[Start of section]

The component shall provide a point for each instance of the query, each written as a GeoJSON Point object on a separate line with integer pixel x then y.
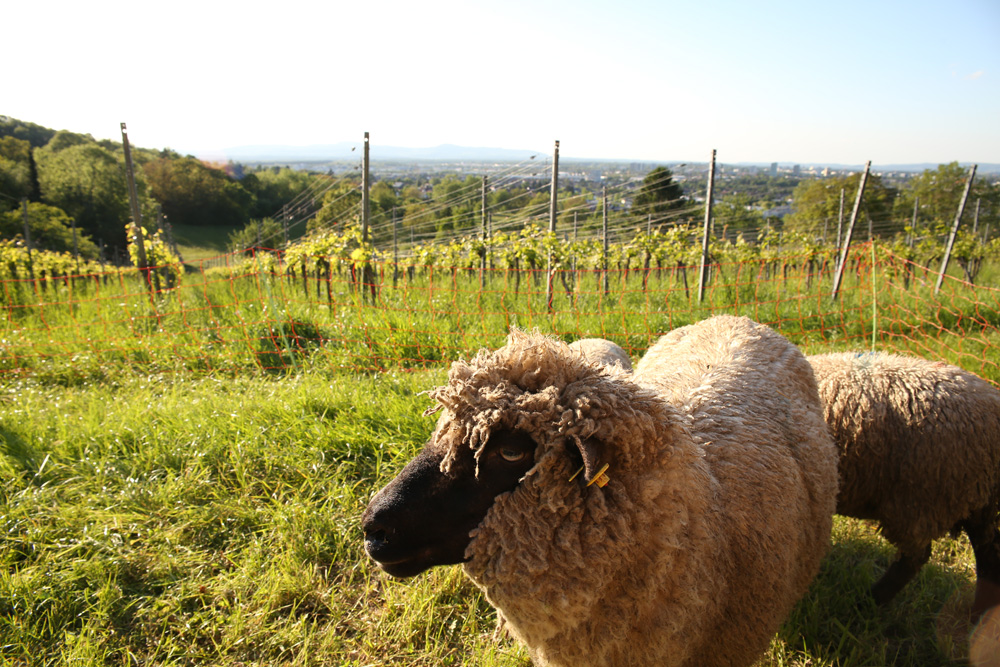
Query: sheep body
{"type": "Point", "coordinates": [717, 513]}
{"type": "Point", "coordinates": [919, 451]}
{"type": "Point", "coordinates": [601, 351]}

[End of section]

Instructions to follow
Pictures stay out, but everything else in the records must be output exactly.

Solution below
The component shall provide a point for each instance of the query, each written as a GeoJSON Point object on a separate line with integer pixel x then y.
Query: sheep body
{"type": "Point", "coordinates": [717, 513]}
{"type": "Point", "coordinates": [919, 451]}
{"type": "Point", "coordinates": [601, 351]}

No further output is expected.